# [Uit te voeren opdrachten]
1) Hoe wordt in het artikel over bissectrices de bissectrice van een hoek gedefinieerd?
2) Noem alle lijnen die in het artikel over bissectrices met een letter worden aangeduid.

# [Artikel]
2-Dimensionale meetkunde: punten en lijnen: Bissectrices
De bissectrice van een hoek
De bissectrice van een hoek is de lijn die de hoek in twee gelijke hoeken deelt.
De bissectrice bestaat uit alle punten die gelijke afstand tot beide ziden van de hoek hebben:
Laat #l# en #m# lijnen zijn die elkaar in het punt #A# snijden, laat #h# de bissectrice van één van de twee hoeken in #A# zijn die je krijgt door tegen de klok in rond #A# van #m# naar #l# te draaien, en laat #k# de bissectrice van één van de twee hoeken in #A# zijn die je krijgt door tegen de klok in rond #A# van #l# naar #m# te draaien. Dan is een punt van het vlak op gelijke afstand van #l# en #m# dan en slechts dan als het tot #h# of tot #k# behoort.

# [Het materiaal]
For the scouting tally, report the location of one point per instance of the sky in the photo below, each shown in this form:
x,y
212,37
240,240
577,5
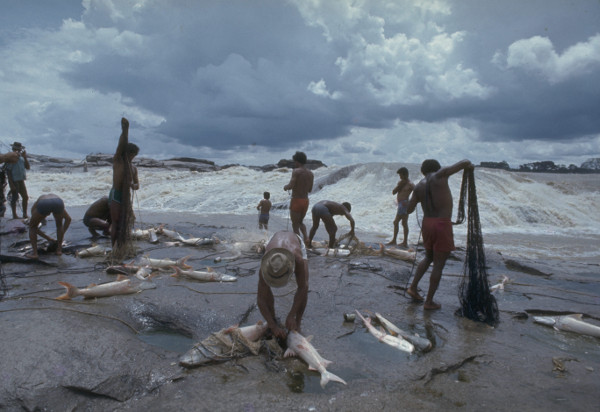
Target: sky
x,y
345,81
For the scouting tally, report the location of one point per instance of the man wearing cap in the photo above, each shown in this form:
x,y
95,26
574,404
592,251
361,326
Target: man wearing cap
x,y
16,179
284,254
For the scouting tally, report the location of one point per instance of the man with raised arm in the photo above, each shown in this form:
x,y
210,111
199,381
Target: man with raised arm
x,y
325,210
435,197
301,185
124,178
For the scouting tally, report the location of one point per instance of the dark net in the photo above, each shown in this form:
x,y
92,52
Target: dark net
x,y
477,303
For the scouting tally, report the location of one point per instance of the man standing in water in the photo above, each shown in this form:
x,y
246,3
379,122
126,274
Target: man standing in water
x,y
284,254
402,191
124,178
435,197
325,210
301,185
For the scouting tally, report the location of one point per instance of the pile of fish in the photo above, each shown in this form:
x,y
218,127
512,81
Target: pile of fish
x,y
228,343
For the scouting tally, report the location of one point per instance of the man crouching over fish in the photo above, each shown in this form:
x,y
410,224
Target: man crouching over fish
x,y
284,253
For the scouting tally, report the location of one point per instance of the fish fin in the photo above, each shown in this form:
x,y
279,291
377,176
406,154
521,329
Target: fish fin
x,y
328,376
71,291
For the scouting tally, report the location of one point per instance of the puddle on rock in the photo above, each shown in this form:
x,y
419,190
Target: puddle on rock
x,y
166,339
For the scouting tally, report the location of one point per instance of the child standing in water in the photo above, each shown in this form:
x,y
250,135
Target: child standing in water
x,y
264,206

# [De uitkomsten]
1) Als de lijn die de hoek in twee gelijke hoeken deelt.

2) l, m, h en k